(EXCERPTED PASSAGE):

────────────────────

Another important reason for WORM is to protect the data on the storage from malicious alteration. Configuration data can be stored on WORM so that a malicious program cannot modify it. The disadvantage is that new storage must be created with the new configuration parameters, and then that storage is placed in the device. For example, a computer could be used as a firewall with a live version of Linux running off a DVD. The firewall configuration would be burned to the DVD and cannot be changed. To change this configuration, a new DVD would need to be burned with the updated configuration, and then the firewall would be shut down, the DVDs swapped, and the firewall started again to take on the new configuration.


CAUTION   CD-R and DVD-R are both WORM, but CD-RW and DVD-RW are not. The RW in CD-RW and DVD-RW stands for rewritable, meaning that data can be changed after the initial burn.


In the previous section, we discussed the different types of disks and the benefits of each. Now that you understand the benefits of each disk, you know that storing data on the appropriate disk type can increase performance and decrease the cost of storing that data. Having flexibility in how and where to store an application’s data is key to the success of cloud computing.

Tiered storage permits an organization to adjust where its data is being stored based on the performance, availability, cost, and recovery requirements of an application. For example, data that is stored for restoration in the event of loss or corruption would be stored on the local drive so that it can be recovered quickly, whereas data that is stored for regulatory purposes would be archived to a lower-cost disk, like tape storage.

Tiered storage can refer to an infrastructure that has a simple two-tier architecture, consisting of SCSI disks and a tape drive, or to a more complex scenario of three or four tiers. Tiered storage helps organizations plan their information life cycle management, reduce costs, and increase efficiency. Tiered storage requirements can also be determined by functional differences, for example, the need for replication and high-speed restoration.

With tiered storage, data can be moved from fast, expensive disks to slower, less expensive disks. Hierarchical storage management (HSM), which is discussed in the next section, allows for automatically moving data between four different tiers of storage. For example, data that is frequently used and stored on highly available, expensive disks can be automatically migrated to less expensive tape storage when it is no longer required on a day-to-day basis. One of the advantages of HSM is that the total amount of data that is stored can be higher than the capacity of the disk storage system currently in place.

Performance Levels of Each Tier

HSM operates transparently to users of a system. It organizes data into tiers based on the performance capabilities of the devices, with tier 1 containing the devices with the highest performance and each tier after that containing storage with lower performance than the tier before it. HSM tiers can include a wide variety of local and remote media such as solid state, spinning disk, tape, and cloud storage.

HSM places data on tiers based on the level of access required and the performance and reliability needed for that particular data or based on file size and available capacity. Organizations can save time and money by implementing a tiered storage infrastructure. Each tier has its own set of benefits and usage scenarios based on a variety of factors. HSM can automatically move data between tiers based on factors such as how often data is used, but organizations can also specify policies to further control where HSM stores data and what priority it gives to migration operations between tiers.

The first step in customizing HSM policies is to understand the data that will reside on HSM storage. Organizations and IT departments need to define each type of data and determine how to classify it so that it can configure HSM policies appropriately. Ask yourself some of the following questions:

•   Is the data critical to the day-to-day operation of the organization?

────────────────────

(MATERIAL PROVIDED):
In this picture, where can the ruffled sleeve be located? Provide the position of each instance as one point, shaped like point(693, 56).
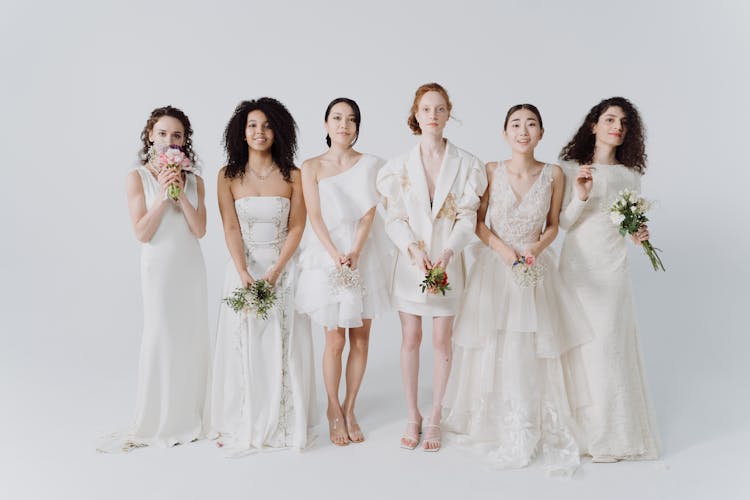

────────────────────

(REQUESTS):
A. Answer each question from the storage passage.
(i) What does the RW in CD-RW and DVD-RW stand for?
(ii) Which HSM tier contains the devices with the highest performance?
(iii) In the firewall example, what does the live version of Linux run off?
B. Pick up the storage passage after its last sentence and carry it forward.

(OUTPUTS BY TASK):
A.
(i) Rewritable
(ii) Tier 1
(iii) A DVD

B.
•   Is there an archiving requirement for the data after so many months or years?

•   Is there a legal or regulatory requirement to store the data for a period of time?

Once the data has been classified, the organization can create HSM policies so that data is moved to the appropriate tier and given the correct priority.

Tier 1

Tier 1 data is defined as mission-critical, recently accessed, or secure files and should be stored on expensive and highly available enterprise flash drives such as RAID with parity. Typically tier 1 drives would be SLC or MLC flash drives for the best speed. Tier 1 storage systems have better performance, capacity, reliability, and manageability.

Tier 2

Tier 2 data is data that runs major business applications, for example, e-mail and Enterprise Resource Planning (ERP) software. Tier 2 is a balance between cost and performance. Tier 2 data does not require subsecond response time but still needs to be reasonably fast. This typically consists of lower-speed flash drives, such as MLC or TLC flash, or a hybrid of flash media and spinning disks, such as spinning disks with flash as cache.

Tier 3

Tier 3 data includes financial data that needs to be kept for tax purposes but is not accessed on a daily basis and so does not need to be stored on the expensive tier 1 or tier 2 storage systems. Tier 3 storage typically uses QLC flash or spinning disks.

Tier 4

Tier 4 data is data that is used for compliance requirements for keeping e-mails or data for long periods of time. Tier 4 data can be a large amount of data but does not need to be instantly accessible. Tier 4 storage is long-term storage such as offline drives, tape, or other media.


A multitiered storage system provides an automated way to move data between more expensive and less expensive storage systems. Using a multitiered storage system, an organization can implement policies that define what data fits each tier and then manage how data migrates between the tiers. For example, when financial data is more than a year old, the policy could be to move that data to a tier 4 storage solution, much like the HSM defined earlier.

Tiered storage provides IT departments with the best solution for managing the organization’s data while also saving time and money. Tiered storage helps IT departments meet their service level agreements at the lowest possible cost and the highest possible efficiency.


TIP   Tiered storage allows companies to achieve greater return on investment (ROI) on disk investments by utilizing a combination of storage types and capitalizing on their strengths.

File System Types

After choosing a disk type and configuration, an organization needs to be able to store data on those disks. The file system is responsible for storing, retrieving, and updating a set of files on a disk. It is the software that accepts the commands from the operating system to read and write data to the disk. It is responsible for how the files are named and stored on the disk.

The file system is also responsible for managing access to the file’s metadata (“the data about the data”) and the data itself and for overseeing the relationships to other files and file attributes. It also manages how much available space the disk has. The file system is responsible for the reliability of the data on the disk and for organizing that data in an efficient manner. It organizes the files and directories and tracks which areas of the drive belong to a particular file and which areas are not currently being utilized.

This section explains the different file system types. Each file system has its own set of benefits and scenarios under which its use is appropriate.

Unix File System

The Unix file system (UFS) is the primary file system for Unix and Unix-based operating systems. UFS uses a hierarchical file system structure where the highest level of the directory is called the root and all other directories span from that root.


NOTE   The Unix root directory is depicted with the / character. This character is pronounced “slash.”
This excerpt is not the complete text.